• [Short task 1]
In the entries, begin at the line that has "of the metal" and stop after the last entry. Rewrite those lines with "stone wall" changed to "brick wall", leaving everything else unchanged.

• [Document segment]
◇ ◇ ◇ ◇ ◇ ◇ ◇

The driver turned off the engine of his rumbling Russian- army troop carrier at the edge of a deep canyon carved by a stream of glacial meltwater. Our little research group--which included Stanford graduate students Jamie and Meaghan, postdocs Jan and Jake from the Carnegie Institution of Washington, and our guide, Vladimir--clambered down from the truck for a welcome stretch after a jarring five-hour drive from Petropavlovsk. Then we shouldered our packs and began to climb, crunching over packed snow and ice between house-size boulders. When we stopped for breath and looked back downhill, we could see the ash and lava flows from past eruptions eroded into hills and valleys, with scattered patches of low shrubs in sheltered areas far below. The jagged volcanic landscape of Kamchatka defined the horizon. Above us loomed our goal: the blasted peak of Mount Mutnowski, a volcano that had erupted just a few years before.

Two hours later and 2,000 feet higher, we peered over the edge of the crater. It was hard to grasp the chaos beneath us. There was nothing alive in this landscape of black and gray rock except our team of six. A small glacier on the other side was melting into the crater, and distant roaring sounds emanated from deep inside as steam rose into the blue sky. Earth, air, fire, and water, I thought--the ancient elements, brought together here in far eastern Russia, stirred by heat energy left over from the beginning of our planet's history. Except for the glacier, this place seemed like a remnant from that time--a model of what Earth was like four billion years ago, before life began. We made our way down into the crater, at times wearing gas masks to protect our lungs against caustic gases.

◇ ◇ ◇ ◇ ◇ ◇ ◇

• [Stored data]
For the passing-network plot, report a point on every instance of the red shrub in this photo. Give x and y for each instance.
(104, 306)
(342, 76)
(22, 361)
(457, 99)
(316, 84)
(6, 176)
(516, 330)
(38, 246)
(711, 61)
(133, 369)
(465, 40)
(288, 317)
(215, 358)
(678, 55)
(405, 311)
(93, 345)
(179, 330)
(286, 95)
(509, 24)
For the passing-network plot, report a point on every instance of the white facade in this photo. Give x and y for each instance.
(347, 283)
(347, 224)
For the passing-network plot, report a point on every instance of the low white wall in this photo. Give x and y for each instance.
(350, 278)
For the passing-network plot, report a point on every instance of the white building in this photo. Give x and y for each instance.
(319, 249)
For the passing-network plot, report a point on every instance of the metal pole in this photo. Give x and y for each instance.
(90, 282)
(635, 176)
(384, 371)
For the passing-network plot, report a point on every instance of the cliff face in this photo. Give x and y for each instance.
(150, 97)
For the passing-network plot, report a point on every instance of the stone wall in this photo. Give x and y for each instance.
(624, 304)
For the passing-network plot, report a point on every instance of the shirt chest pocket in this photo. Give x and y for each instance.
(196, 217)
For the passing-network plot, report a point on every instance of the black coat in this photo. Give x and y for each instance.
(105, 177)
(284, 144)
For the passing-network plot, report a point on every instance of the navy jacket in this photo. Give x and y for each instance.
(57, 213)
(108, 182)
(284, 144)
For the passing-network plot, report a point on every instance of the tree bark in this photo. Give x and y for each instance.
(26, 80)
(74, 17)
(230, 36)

◇ ◇ ◇ ◇ ◇ ◇ ◇

• [Short task 2]
From the account of the Mount Mutnowski climb, copy word for word the part that begins at the words "Two hours later" and stops after "against caustic gases.".

• [Answer 1]
For the passing-network plot, report a point on every instance of the metal pole in this photo. Give x and y for each instance.
(90, 282)
(635, 176)
(384, 371)
For the passing-network plot, report a point on every instance of the cliff face in this photo. Give x and y for each instance.
(150, 97)
For the passing-network plot, report a point on every instance of the brick wall in this photo. Give x and y for each instance.
(624, 304)
For the passing-network plot, report a point on every instance of the shirt chest pocket in this photo. Give x and y for each instance.
(196, 217)
For the passing-network plot, report a point on every instance of the black coat in this photo. Give x and y for each instance.
(105, 177)
(284, 144)
For the passing-network plot, report a point on every instance of the navy jacket in this photo. Give x and y for each instance.
(57, 213)
(108, 182)
(284, 144)
For the passing-network plot, report a point on every instance of the tree bark in this photo. Give x and y for each instance.
(26, 80)
(74, 17)
(230, 36)

• [Answer 2]
Two hours later and 2,000 feet higher, we peered over the edge of the crater. It was hard to grasp the chaos beneath us. There was nothing alive in this landscape of black and gray rock except our team of six. A small glacier on the other side was melting into the crater, and distant roaring sounds emanated from deep inside as steam rose into the blue sky. Earth, air, fire, and water, I thought--the ancient elements, brought together here in far eastern Russia, stirred by heat energy left over from the beginning of our planet's history. Except for the glacier, this place seemed like a remnant from that time--a model of what Earth was like four billion years ago, before life began. We made our way down into the crater, at times wearing gas masks to protect our lungs against caustic gases.